#### AIM OF THE TASK
The only acceptable output is every entry, printed exactly.

---- DATASET

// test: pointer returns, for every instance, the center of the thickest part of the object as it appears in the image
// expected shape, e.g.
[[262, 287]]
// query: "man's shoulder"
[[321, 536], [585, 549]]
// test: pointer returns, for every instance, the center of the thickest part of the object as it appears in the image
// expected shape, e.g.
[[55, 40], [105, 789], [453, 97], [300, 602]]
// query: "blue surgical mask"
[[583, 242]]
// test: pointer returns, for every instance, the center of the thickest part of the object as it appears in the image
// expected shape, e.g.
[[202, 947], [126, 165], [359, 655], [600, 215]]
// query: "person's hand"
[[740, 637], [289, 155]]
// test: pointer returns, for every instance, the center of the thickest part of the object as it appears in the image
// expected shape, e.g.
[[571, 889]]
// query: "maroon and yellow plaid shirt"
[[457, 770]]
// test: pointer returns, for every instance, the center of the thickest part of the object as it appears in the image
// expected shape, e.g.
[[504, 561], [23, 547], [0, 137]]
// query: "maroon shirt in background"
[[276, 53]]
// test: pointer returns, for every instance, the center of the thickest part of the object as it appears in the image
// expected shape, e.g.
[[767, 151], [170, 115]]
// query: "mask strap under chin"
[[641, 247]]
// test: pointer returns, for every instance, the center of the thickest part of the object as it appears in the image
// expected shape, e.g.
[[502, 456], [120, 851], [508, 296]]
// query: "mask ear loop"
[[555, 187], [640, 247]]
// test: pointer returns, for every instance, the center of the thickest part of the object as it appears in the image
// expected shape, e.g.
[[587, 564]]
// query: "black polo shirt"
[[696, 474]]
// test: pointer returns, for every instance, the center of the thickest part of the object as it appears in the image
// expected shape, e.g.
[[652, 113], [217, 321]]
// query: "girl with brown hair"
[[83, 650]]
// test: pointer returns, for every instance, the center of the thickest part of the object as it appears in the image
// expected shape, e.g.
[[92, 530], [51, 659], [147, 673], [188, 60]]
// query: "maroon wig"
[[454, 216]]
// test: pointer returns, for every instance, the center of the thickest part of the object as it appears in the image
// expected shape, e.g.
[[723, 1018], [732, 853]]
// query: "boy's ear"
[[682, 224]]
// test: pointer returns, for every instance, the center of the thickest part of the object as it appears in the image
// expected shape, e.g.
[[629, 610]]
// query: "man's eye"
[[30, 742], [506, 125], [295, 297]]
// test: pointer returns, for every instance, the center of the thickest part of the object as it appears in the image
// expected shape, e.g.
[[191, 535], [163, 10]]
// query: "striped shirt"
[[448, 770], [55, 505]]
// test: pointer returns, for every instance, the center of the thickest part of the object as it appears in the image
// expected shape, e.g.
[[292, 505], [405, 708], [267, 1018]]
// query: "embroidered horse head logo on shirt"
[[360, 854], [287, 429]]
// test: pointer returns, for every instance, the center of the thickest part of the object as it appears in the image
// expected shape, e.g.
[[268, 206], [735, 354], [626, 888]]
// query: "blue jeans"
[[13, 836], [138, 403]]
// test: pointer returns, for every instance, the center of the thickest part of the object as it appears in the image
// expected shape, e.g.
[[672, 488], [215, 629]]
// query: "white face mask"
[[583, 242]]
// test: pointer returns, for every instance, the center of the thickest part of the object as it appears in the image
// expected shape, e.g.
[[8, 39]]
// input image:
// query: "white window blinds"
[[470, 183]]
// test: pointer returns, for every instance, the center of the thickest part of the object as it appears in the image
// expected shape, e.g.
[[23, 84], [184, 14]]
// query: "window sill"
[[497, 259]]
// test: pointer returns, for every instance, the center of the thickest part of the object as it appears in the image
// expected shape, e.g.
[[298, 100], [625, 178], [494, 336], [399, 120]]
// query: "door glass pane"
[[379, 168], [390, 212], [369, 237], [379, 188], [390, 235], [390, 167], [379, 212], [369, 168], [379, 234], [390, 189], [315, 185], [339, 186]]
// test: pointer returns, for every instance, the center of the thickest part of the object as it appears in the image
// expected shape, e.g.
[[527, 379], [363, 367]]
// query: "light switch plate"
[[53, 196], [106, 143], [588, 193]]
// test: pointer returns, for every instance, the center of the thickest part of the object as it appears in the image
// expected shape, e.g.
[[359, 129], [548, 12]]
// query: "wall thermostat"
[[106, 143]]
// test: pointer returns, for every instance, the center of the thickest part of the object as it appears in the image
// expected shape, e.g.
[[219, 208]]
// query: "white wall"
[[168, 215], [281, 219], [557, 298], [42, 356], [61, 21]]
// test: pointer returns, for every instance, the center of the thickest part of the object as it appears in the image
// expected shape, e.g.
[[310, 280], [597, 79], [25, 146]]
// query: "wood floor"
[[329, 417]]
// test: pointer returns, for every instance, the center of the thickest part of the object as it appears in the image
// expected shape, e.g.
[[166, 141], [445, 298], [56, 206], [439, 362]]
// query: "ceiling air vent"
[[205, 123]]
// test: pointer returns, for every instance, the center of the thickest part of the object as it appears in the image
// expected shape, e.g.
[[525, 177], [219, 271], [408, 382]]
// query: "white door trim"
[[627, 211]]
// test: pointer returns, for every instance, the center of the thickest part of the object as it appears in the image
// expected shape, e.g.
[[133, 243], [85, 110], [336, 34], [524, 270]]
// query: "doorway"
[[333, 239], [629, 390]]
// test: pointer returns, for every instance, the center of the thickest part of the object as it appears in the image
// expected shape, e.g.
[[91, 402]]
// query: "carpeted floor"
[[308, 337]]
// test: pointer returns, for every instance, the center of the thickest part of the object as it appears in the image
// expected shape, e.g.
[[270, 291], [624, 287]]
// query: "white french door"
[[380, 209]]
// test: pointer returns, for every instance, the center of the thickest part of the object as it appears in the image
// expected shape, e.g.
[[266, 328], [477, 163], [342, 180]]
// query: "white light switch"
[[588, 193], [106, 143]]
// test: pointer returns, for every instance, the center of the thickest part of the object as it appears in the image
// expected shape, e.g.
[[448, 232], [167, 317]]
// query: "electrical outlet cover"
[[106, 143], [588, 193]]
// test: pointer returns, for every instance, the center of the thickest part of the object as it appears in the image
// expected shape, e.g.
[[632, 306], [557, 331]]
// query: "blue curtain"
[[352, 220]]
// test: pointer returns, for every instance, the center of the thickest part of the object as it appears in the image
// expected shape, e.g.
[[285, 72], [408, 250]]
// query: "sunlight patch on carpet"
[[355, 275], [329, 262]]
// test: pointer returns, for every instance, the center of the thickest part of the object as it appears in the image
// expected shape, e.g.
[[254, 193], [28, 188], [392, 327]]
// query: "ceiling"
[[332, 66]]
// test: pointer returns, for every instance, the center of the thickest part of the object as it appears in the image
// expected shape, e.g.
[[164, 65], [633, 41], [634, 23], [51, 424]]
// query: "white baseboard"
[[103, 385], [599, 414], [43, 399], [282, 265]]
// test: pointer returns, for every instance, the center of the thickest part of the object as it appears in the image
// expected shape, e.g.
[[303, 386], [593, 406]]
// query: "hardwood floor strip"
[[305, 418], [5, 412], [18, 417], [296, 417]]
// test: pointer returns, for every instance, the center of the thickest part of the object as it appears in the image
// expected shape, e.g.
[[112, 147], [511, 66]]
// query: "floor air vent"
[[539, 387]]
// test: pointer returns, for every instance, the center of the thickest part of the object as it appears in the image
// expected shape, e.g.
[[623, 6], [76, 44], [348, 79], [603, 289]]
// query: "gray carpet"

--------

#### FINISHED EXERCISE
// test: pointer returns, for every instance, the center of the thickest part of the object as it appears in the image
// expected shape, e.g.
[[262, 287]]
// query: "man's shoulder"
[[321, 536], [585, 549]]
// test: pointer returns, for every instance, the center of the thickest part of the object as it appears in the image
// expected shape, e.g.
[[55, 40], [105, 789], [453, 97], [300, 602]]
// query: "blue surgical mask"
[[583, 242]]
// test: pointer returns, for every instance, the center of the thickest part of the object as it appears in the image
// expected shape, e.g.
[[202, 947], [126, 165], [359, 655], [600, 215]]
// query: "person's hand"
[[740, 637], [289, 155]]
// test: pointer returns, for every instance, the center of the thickest part of the object as it appears in the image
// expected shape, e.g.
[[571, 889]]
// query: "maroon and yellow plaid shirt"
[[457, 770]]
// test: pointer returns, for every instance, the center of the thickest part of the object as it appears in the image
// expected shape, e.g.
[[504, 561], [23, 547], [0, 137]]
// query: "maroon shirt in background"
[[276, 53]]
// test: pointer returns, for every instance, the center of the thickest part of the object as it appears in the image
// expected shape, e.g.
[[767, 151], [170, 115]]
// query: "mask strap under chin"
[[641, 247]]
// test: pointer returns, for every instance, the center of the thickest part of the object as it appears in the image
// expected shape, e.g.
[[502, 456], [120, 851], [508, 296]]
// query: "mask ear loop"
[[555, 187], [640, 247]]
// test: pointer returns, for every instance, the center of the thickest part of the object as it appears in the image
// expected shape, e.g.
[[587, 564]]
// query: "black polo shirt"
[[696, 474]]
// test: pointer returns, for every instance, the center of the thickest part of the object as it appears in the image
// expected shape, e.g.
[[652, 113], [217, 321]]
// query: "girl with brown hair"
[[83, 650]]
// test: pointer returns, for every instance, the center of the thickest part of the object as it appears in the image
// expected shape, e.g.
[[92, 530], [51, 659], [147, 673], [188, 60]]
// query: "maroon wig"
[[454, 216]]
// test: pointer returns, for every instance, the center of the thickest part of the object as it appears in the image
// expected shape, e.g.
[[723, 1018], [732, 853]]
// query: "boy's ear"
[[682, 224]]
// test: pointer returns, for every instance, the center of the thickest part of the object as it appears in the image
// expected shape, e.g.
[[629, 610]]
// query: "man's eye"
[[30, 742], [506, 125], [295, 297]]
// test: pointer returns, for every instance, the center of the thickest part of the object as it appears in the image
// expected shape, e.g.
[[191, 535], [163, 10]]
// query: "striped shirt"
[[448, 770], [55, 505]]
// test: pointer returns, for every instance, the center of the thickest part of the object as it appears in the image
// expected shape, e.g.
[[292, 505], [405, 708], [267, 1018]]
// query: "embroidered horse head logo on shirt"
[[360, 854], [287, 429]]
// test: pointer returns, for every instance, the center of the thickest part of the object as it appears in the image
// expected shape, e.g.
[[268, 206], [735, 354], [626, 888]]
// query: "blue jeans"
[[13, 836], [138, 403]]
// test: pointer returns, for every instance, the center of the thickest part of the object as it appears in the image
// expected shape, e.g.
[[672, 488], [215, 629]]
// query: "white face mask"
[[583, 242]]
// test: pointer returns, for every instance, the center of the thickest part of the object as it appears in the image
// expected shape, e.g.
[[8, 39]]
// input image:
// query: "white window blinds"
[[470, 183]]
// test: pointer returns, for every instance, the center of the thickest part of the object as it appears in the image
// expected shape, e.g.
[[23, 84], [184, 14]]
// query: "window sill"
[[497, 259]]
// test: pointer returns, for every instance, the center of the thickest part of the object as it appears in the image
// expected shape, e.g.
[[298, 100], [625, 178], [494, 336], [399, 120]]
// query: "door glass pane"
[[379, 168], [390, 212], [369, 237], [379, 188], [390, 235], [390, 167], [379, 212], [369, 168], [379, 234], [390, 189], [315, 185], [339, 186]]
// test: pointer returns, for every instance, the center of the thickest part of the object as it appears in the image
// expected shape, e.g.
[[527, 379], [363, 367]]
// query: "light switch plate"
[[53, 196], [106, 143], [588, 193]]
// test: pointer returns, for every instance, the center of the thickest part of the object as it appears in the image
// expected shape, e.g.
[[359, 129], [548, 12]]
// query: "wall thermostat"
[[106, 143]]
// test: pointer returns, for every instance, the center of the thickest part of the object as it appears in the image
// expected shape, e.g.
[[219, 208]]
// query: "white wall"
[[168, 215], [281, 219], [557, 298], [42, 356], [61, 21]]
// test: pointer returns, for every instance, the center of the thickest part of the object as it appears in the image
// expected shape, e.g.
[[310, 280], [597, 79], [25, 146]]
// query: "wood floor"
[[329, 417]]
// test: pointer returns, for every instance, the center of the thickest part of the object as it appears in the image
// expected shape, e.g.
[[166, 141], [445, 298], [56, 206], [439, 362]]
// query: "ceiling air vent"
[[205, 123]]
// test: pointer returns, for every instance, the center of the thickest part of the object as it appears in the image
// expected shape, e.g.
[[525, 177], [219, 271], [408, 382]]
// query: "white door trim"
[[627, 211]]
// test: pointer returns, for every instance, the center of the thickest part of the object as it appears in the image
// expected shape, e.g.
[[133, 243], [85, 110], [336, 34], [524, 270]]
// query: "doorway"
[[333, 239], [629, 390]]
// test: pointer returns, for every instance, the center of the thickest part of the object as it appears in the image
// expected shape, e.g.
[[91, 402]]
// query: "carpeted floor"
[[308, 337]]
// test: pointer returns, for every instance, the center of the thickest part of the object as it appears in the image
// expected shape, e.g.
[[270, 291], [624, 287]]
// query: "white french door"
[[380, 209]]
// test: pointer returns, for every instance, the center of the thickest part of the object as it appears in the image
// expected shape, e.g.
[[266, 328], [477, 163], [342, 180]]
// query: "white light switch"
[[588, 193], [106, 143]]
// test: pointer returns, for every instance, the center of the thickest part of the object as it appears in the image
// expected shape, e.g.
[[448, 232], [167, 317]]
// query: "electrical outlet cover"
[[106, 143], [588, 193]]
// test: pointer returns, for every instance, the center of the thickest part of the object as it appears in the image
// expected shape, e.g.
[[632, 306], [557, 331]]
// query: "blue curtain"
[[352, 220]]
// test: pointer returns, for every instance, the center of the thickest part of the object as it appears in the image
// expected shape, e.g.
[[285, 72], [408, 250]]
// query: "sunlight patch on carpet"
[[355, 275], [329, 262]]
// test: pointer returns, for every instance, the center of the thickest part of the object as it appears in the image
// expected shape, e.g.
[[254, 193], [28, 188], [392, 327]]
// query: "ceiling"
[[332, 66]]
// test: pointer returns, for every instance, the center of the thickest part of the object as it appears in the image
// expected shape, e.g.
[[164, 65], [633, 41], [634, 23], [51, 424]]
// query: "white baseboard"
[[103, 385], [599, 414], [43, 399], [282, 265]]
// test: pointer returns, for every instance, the center of the thickest part of the object as it appears in the image
// expected shape, e.g.
[[303, 386], [593, 406]]
// query: "hardwood floor strip"
[[305, 418], [5, 412], [18, 417], [296, 417]]
// test: pointer returns, for every instance, the center of the thickest part of the object as it appears in the image
// expected shape, e.g.
[[112, 147], [511, 66]]
// query: "floor air vent"
[[539, 387]]
// test: pointer returns, for every instance, the center of the thickest part of the object as it appears in the image
// expected shape, e.g.
[[623, 6], [76, 44], [348, 79], [603, 289]]
// query: "gray carpet"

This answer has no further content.